[Your instructions] Retype each record shown below, leaving every character as it is.

[Records from a collection]
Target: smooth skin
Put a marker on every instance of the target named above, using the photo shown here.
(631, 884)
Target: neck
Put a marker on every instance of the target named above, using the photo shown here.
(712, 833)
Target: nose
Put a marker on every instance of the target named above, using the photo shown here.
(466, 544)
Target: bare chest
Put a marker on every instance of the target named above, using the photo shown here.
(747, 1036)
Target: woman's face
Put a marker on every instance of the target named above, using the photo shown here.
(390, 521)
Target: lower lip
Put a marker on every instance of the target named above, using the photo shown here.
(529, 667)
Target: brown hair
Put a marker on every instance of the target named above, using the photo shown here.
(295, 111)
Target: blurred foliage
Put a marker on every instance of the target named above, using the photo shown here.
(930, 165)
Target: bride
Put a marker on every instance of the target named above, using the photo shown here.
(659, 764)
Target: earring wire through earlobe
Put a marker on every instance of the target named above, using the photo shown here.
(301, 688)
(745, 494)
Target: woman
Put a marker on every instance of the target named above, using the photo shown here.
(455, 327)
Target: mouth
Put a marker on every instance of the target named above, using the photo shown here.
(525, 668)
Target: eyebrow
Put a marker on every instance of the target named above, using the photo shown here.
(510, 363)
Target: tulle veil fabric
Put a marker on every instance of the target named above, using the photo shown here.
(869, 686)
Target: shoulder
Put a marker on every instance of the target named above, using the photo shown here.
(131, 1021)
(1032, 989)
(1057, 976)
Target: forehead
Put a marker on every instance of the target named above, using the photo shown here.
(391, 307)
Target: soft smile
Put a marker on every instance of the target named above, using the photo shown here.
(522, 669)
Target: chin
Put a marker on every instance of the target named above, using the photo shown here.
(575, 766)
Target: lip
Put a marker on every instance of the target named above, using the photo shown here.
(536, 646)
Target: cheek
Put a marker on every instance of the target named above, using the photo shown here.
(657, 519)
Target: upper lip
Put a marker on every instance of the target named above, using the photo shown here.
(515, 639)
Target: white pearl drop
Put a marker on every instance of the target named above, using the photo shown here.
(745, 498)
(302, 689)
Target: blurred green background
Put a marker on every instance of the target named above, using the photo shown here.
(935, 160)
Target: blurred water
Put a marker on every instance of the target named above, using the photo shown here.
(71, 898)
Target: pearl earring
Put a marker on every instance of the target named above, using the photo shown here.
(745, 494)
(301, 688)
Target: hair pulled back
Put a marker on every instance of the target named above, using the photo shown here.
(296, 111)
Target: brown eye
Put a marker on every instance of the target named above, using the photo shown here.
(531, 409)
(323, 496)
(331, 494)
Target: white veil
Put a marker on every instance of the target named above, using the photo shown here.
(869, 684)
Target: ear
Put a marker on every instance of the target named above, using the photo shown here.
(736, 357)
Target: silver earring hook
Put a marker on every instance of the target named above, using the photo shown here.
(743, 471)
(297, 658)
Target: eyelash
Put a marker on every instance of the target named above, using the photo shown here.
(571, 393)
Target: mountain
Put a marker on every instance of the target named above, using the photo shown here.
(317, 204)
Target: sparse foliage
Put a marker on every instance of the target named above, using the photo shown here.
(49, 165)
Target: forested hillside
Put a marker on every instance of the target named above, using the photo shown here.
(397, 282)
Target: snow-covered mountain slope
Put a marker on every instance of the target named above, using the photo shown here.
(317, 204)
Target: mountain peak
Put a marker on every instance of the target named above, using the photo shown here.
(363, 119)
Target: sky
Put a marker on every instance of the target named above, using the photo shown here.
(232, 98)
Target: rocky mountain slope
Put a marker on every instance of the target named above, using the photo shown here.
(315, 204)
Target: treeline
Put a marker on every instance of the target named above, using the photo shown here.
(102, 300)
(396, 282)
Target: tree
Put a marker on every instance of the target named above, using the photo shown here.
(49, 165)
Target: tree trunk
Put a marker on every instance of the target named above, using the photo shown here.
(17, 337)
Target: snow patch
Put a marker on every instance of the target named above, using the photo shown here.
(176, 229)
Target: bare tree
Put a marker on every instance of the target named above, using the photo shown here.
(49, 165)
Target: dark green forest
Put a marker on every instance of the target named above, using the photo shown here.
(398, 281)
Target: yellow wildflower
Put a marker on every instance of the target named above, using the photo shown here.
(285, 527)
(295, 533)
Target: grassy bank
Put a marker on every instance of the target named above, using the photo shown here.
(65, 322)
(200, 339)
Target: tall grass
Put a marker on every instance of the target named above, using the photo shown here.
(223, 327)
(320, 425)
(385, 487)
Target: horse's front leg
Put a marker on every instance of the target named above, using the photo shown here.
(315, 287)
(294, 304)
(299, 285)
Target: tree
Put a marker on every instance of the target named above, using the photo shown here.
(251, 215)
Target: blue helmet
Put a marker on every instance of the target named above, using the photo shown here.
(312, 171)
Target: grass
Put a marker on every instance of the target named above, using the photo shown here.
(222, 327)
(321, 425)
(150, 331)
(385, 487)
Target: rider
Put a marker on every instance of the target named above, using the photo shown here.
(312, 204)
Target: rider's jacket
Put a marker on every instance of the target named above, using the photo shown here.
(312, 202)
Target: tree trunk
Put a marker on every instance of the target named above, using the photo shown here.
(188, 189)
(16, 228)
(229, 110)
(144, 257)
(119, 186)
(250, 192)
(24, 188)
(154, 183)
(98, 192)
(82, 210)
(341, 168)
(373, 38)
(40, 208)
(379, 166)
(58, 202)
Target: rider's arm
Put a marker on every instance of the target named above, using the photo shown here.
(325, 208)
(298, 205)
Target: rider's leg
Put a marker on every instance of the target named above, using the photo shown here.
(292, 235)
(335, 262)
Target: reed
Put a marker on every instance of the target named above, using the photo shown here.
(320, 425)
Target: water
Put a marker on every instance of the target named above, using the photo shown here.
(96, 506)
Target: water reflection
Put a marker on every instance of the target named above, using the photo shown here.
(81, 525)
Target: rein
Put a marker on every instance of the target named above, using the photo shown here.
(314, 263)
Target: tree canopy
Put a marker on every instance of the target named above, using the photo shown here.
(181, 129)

[Solution]
Target: smooth skin
Put a marker on every instance of the target named above, using the photo shown here.
(631, 884)
Target: neck
Put a marker on every instance of the target named above, using the photo shown here.
(712, 833)
Target: nose
Put a marker on every instance of the target named above, using the photo shown here.
(466, 544)
Target: bare chest
Put a marker on every instance of the target named above, using the photo shown here.
(747, 1036)
Target: woman's face
Put a marker on every instance of the target named above, using the photo shown here.
(390, 521)
Target: lower lip
Put a marker on every instance of the target named above, using the photo shown here.
(529, 667)
Target: brown hair
Put a marker on every instance of the target named above, using the photo shown here.
(295, 111)
Target: blurred foliage
Put a marker on every instance of the target named above, using the photo shown here.
(930, 165)
Target: bride
Put a marker on every instance of the target named above, using the photo shown here.
(659, 764)
Target: earring wire through earlobe
Put a marker on every instance of the target named above, using the photo shown here.
(301, 688)
(745, 494)
Target: woman
Put a marker on every instance of the target named above, using the photo shown here.
(455, 327)
Target: mouth
Put a marker on every instance of the target named above, using the photo shown here.
(525, 668)
Target: eyebrow
Put a marker on every instance of the target named above, using the photo shown here.
(510, 363)
Target: tulle veil fabric
Put a marker on every instance of the target named above, using the photo shown here.
(869, 686)
Target: shoulder
Put a marker on every instance of the target named above, using the photo shown here.
(131, 1021)
(1032, 989)
(1057, 976)
Target: forehead
Put a marker on every instance of the target named above, using the photo shown here.
(391, 307)
Target: soft smile
Put a marker on every instance of the target named above, using the photo shown here.
(522, 669)
Target: chin
Put a marker on every instance of the target named above, using the photo shown here.
(575, 766)
Target: lip
Put a marker on every instance of the target named above, using the photo shown here.
(536, 646)
Target: cheek
Put a marker on every instance of the target named above, using the photo shown here.
(657, 519)
Target: upper lip
Put a marker on every instance of the target named above, using the photo shown here.
(515, 639)
Target: white pearl drop
Put a marker on every instance of the target named above, using the photo shown here.
(745, 498)
(302, 689)
Target: blurred green background
Put a marker on every instance of the target named above, using the photo shown here.
(935, 160)
Target: blurred water
Put a marker on every instance of the target named above, using the photo shown here.
(71, 898)
Target: pearl earring
Put a marker on every instance of the target named above, using the photo shown here.
(745, 494)
(301, 688)
Target: hair pulled back
Put a marker on every instance of the target named above, using the photo shown here.
(296, 111)
Target: brown eye
Put a marker on every instance of the target named above, using the photo shown here.
(531, 409)
(323, 496)
(331, 494)
Target: white veil
Put a marker on every instance of the target named above, using the photo shown here.
(869, 684)
Target: ear
Put a marker on every instance of the target named above, using the photo shown here.
(736, 357)
Target: silver earring hook
Put a marker on every instance of the target named above, using the photo shown here.
(743, 471)
(297, 658)
Target: eyelash
Put a marker on every instance of the target named above, using the photo shown here.
(571, 393)
Target: mountain
Put a marker on every instance of the target named above, using the photo shown here.
(317, 204)
Target: sparse foliage
Put a marker on every instance of the target named above, using the photo shown here.
(49, 165)
Target: forested hillside
Put a marker on every instance of the target named above, using the photo shown here.
(397, 282)
Target: snow-covered mountain slope
Put a marker on every instance of the target named above, using the photo shown here.
(317, 204)
Target: mountain peak
Put a marker on every instance of the target named above, using the photo shown here.
(363, 119)
Target: sky
Put a marker on every instance of the target named above, using the photo shown here.
(232, 98)
Target: rocky mountain slope
Put a marker on every instance of the target named above, using the photo shown here.
(315, 204)
Target: treeline
Put a marker on every instance of the target named above, using the photo shown here.
(102, 300)
(396, 282)
Target: tree
Put a marker on every instance of the target named above, using the photo shown here.
(49, 165)
Target: tree trunk
Put a marker on every instance of the target named above, using the photo shown here.
(17, 337)
Target: snow patch
Put a marker on every instance of the target named above, using the photo shown here.
(176, 229)
Target: bare tree
Put a marker on every instance of the target named above, using the photo shown here.
(49, 165)
Target: dark green forest
Put a marker on every instance of the target named above, using the photo shown here.
(398, 281)
Target: yellow wildflower
Put a marker on every instance of the target named above, using the photo shown here.
(285, 527)
(295, 533)
Target: grassy bank
Put a marker on every instance of the target named above, using the photo shown here.
(65, 322)
(200, 339)
Target: tall grass
Put a marker on every instance of the target named above, using the photo shown here.
(223, 327)
(320, 425)
(385, 487)
Target: horse's front leg
Put a marker on every instance of the target named above, using the photo shown here.
(315, 287)
(294, 304)
(299, 285)
Target: tree
Put a marker on every instance of the target named above, using the photo shown here.
(251, 215)
Target: blue helmet
Put a marker on every instance of the target named above, using the photo shown here.
(312, 171)
Target: grass
Put a marker on every instance of the target named above, using the photo shown here.
(222, 327)
(321, 425)
(150, 331)
(385, 487)
Target: rider
Put a marker on every instance of the target named above, using the photo shown here.
(312, 204)
Target: rider's jacket
Put a marker on every instance of the target named above, using the photo shown here.
(312, 202)
Target: tree trunk
Put a marker on every instance of the target named above, using the photo shown here.
(188, 189)
(16, 228)
(229, 110)
(144, 257)
(119, 186)
(250, 192)
(24, 188)
(154, 183)
(98, 192)
(82, 210)
(341, 168)
(373, 38)
(40, 208)
(379, 166)
(58, 202)
Target: rider's arm
Put a marker on every instance of the target named above, using the photo shown here.
(325, 208)
(298, 205)
Target: rider's leg
Put a marker on every instance of the target named above, using the photo shown here.
(292, 235)
(335, 262)
Target: reed
Put a marker on every instance of the target named above, using the photo shown here.
(320, 425)
Target: water
Put a marker on every instance of the target named above, using the photo shown here.
(96, 506)
Target: water reflection
Put a marker on every instance of the target named above, using the photo shown here.
(81, 525)
Target: rein
Put a marker on every instance of the target named above, using the photo shown here.
(314, 263)
Target: tree canopy
Put a marker on every instance of the target named above, using the photo shown here.
(181, 129)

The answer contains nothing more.